═════ SELECTED TEXT

It’s hard to pinpoint our food budget as well. For starters, we get our main weekly groceries at the Super Mega Gigantic Mart and most weeks our bill includes something other than food from the pharmacy and / or household goods section. On top of that we subscribe to a farmers co-op produce delivery service in the summer, and when I’m in the city I’ll stock up on specialty groceries from Chinatown and Eataly. It would actually be pretty hard to parse and consolidate all those bills.
At one point I was semi-interested in tracking our spending by category, but it turns out that “Amazon” and “Costco” as top results made that Quicken report pretty uninformative.
I wouldn’t be surprised if we hit $2k/month on food for our family of 5, but I also don’t mind remaining in the dark.
$2k/month total spend seems insanely low.
T12, $1200/month for food for two adults in a HCOL city. Rarely eat out in restaurants, but will do delivery when Uber Eats throws 40% off coupons at me. This includes alcohol, as well as dining on trips/vacations.
2019 it was actually a touch higher, which I found surprising.
First 12 months of COVID (April 2020 - March 2021), it was $950/month. Somehow, April 2020 was like $360.
What’s T12? What’s an HCOL?
High cost of living
Trailing 12 months, and high cost of living.
April 2020 you probably spent just cleaning out whatever was in the cupboards. I remember a lot of us were scared to leave the house at all and wouldnt even think about letting some rando touch our food for delivery right off the bat. Not to mention the uncertainty of a majority of industries so we had no idea if we would have a job the next day or not. I imagine money hoarding was pretty high those first couple months.
That changed pretty quickly but I wouldnt be surprised if everyone spent very very little in April 20.

══════════
═════ PROVIDED MATERIAL

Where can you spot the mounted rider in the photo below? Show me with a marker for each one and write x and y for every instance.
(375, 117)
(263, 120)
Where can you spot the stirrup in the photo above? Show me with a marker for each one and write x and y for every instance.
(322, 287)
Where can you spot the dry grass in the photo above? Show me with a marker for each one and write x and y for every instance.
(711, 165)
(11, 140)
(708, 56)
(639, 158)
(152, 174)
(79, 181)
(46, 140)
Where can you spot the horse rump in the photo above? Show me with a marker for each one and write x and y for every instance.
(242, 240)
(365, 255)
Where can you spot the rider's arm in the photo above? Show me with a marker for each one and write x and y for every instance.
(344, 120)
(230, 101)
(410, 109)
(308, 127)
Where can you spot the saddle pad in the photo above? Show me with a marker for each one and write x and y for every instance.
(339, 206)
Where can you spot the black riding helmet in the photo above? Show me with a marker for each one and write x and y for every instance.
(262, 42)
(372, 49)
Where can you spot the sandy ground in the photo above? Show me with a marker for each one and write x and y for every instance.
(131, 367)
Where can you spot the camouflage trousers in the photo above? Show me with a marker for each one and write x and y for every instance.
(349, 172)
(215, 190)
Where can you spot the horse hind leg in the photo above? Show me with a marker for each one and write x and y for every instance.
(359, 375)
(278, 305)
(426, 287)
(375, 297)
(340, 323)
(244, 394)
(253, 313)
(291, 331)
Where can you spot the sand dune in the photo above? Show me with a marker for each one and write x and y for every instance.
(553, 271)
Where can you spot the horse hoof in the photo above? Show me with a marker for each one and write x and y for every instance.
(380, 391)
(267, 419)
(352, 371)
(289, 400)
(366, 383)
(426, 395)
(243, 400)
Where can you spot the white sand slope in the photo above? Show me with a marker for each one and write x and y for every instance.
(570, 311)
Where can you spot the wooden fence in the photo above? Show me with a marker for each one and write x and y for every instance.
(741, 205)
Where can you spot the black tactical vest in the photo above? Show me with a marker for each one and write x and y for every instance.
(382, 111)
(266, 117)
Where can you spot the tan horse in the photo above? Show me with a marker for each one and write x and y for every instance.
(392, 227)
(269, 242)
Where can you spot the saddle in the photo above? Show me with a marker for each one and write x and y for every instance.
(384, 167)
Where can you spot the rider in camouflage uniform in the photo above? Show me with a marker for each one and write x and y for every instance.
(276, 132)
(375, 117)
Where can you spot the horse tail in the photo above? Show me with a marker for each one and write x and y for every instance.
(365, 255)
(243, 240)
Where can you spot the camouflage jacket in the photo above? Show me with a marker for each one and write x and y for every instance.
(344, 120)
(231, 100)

══════════

List each distinct dollar amount that appears in the food budget discussion. These records were taken from a separate source unrelated to the text.

$2k/month
$1200/month
$950/month
$360